**Document**
»»
The father that inspires me. Inspires me to be the best I can be for others. The man who showed me that one person can make a difference. A difference that is good for others and oneself.

He is the father that made us a nation. A flawed nation, but a nation nonetheless. Like any good father he loves us for who we are and who we can be. He disciplines us when we are wrong, but he loves us unconditionally. We might rebel every now and again, but we know we are his children. We know because he served us for 27 years while in jail. Never waivering in his belief that we can and should be better than what we were. And we don’t always know why he loves us and cares for us. But he does. He loves us warts and all. Like a father should.

He reminds us of our place in the world. He made us part of a larger family. Reminded us of our place in this world. Our responsibility to others in this world. Told us to take his family motto of love to the world. To never be quiet when we see injustice done. No matter what the consequences might be. And the world loves him for this. The world that believes in love, peace and responsibility.

He is ubuntu. Believing in others more than himself. Serving others and caring for others not because he has to but because it is what makes him Madiba. Like breathing. He just does what should be done. No hidden agenda. He is because others are. He is us - the us we want to be.

To call me a fan would be an understatement. Get it?
««
**Supplied information**
»»
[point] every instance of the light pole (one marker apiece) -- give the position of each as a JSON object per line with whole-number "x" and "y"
««
**What this exercise asks**
- A) According to the tribute to Madiba, how many years did he serve "us" while in jail?
- B) Sum up the tribute to Madiba in two sentences.
- C) Pick up the tribute to Madiba right after its final line and keep writing.

**Results by task**
- A) 27 years.

- B) The writer describes Madiba as a father who made the people a nation, loves them unconditionally despite their flaws, and never wavered in his belief that they could be better during 27 years in jail. He made them part of a larger world family with a duty to spread love and speak out against injustice, and he embodies ubuntu by serving others selflessly, with no hidden agenda.

- C)
So why do I even start comparing Obama to Mandela? I don’t know. I have been watching him and listening to him. And something in him spoke to me. I couldn’t put my finger on it. But I think it is because he reminds me of my own father - Madiba.

And not just because they look alike. Yes they do and it has nothing to do with them both being black. They have the same shaped head and thin long jaw. No wait, it’s the mouth and the eyes. Those mouths are the same - just look at those lines next to their mouths. It is a carbon copy of each other. It comes from easy laughs and smiles. And the eyes. Notice how they look at you when they talk to you. They look at you and you can see in their eyes that they actually believe what they say. Of course it helps that they are also build the same. Lean and tall. But I think the younger Mandela would take out Obama in a fight though - just look at those early boxing photo’s. But they look the same.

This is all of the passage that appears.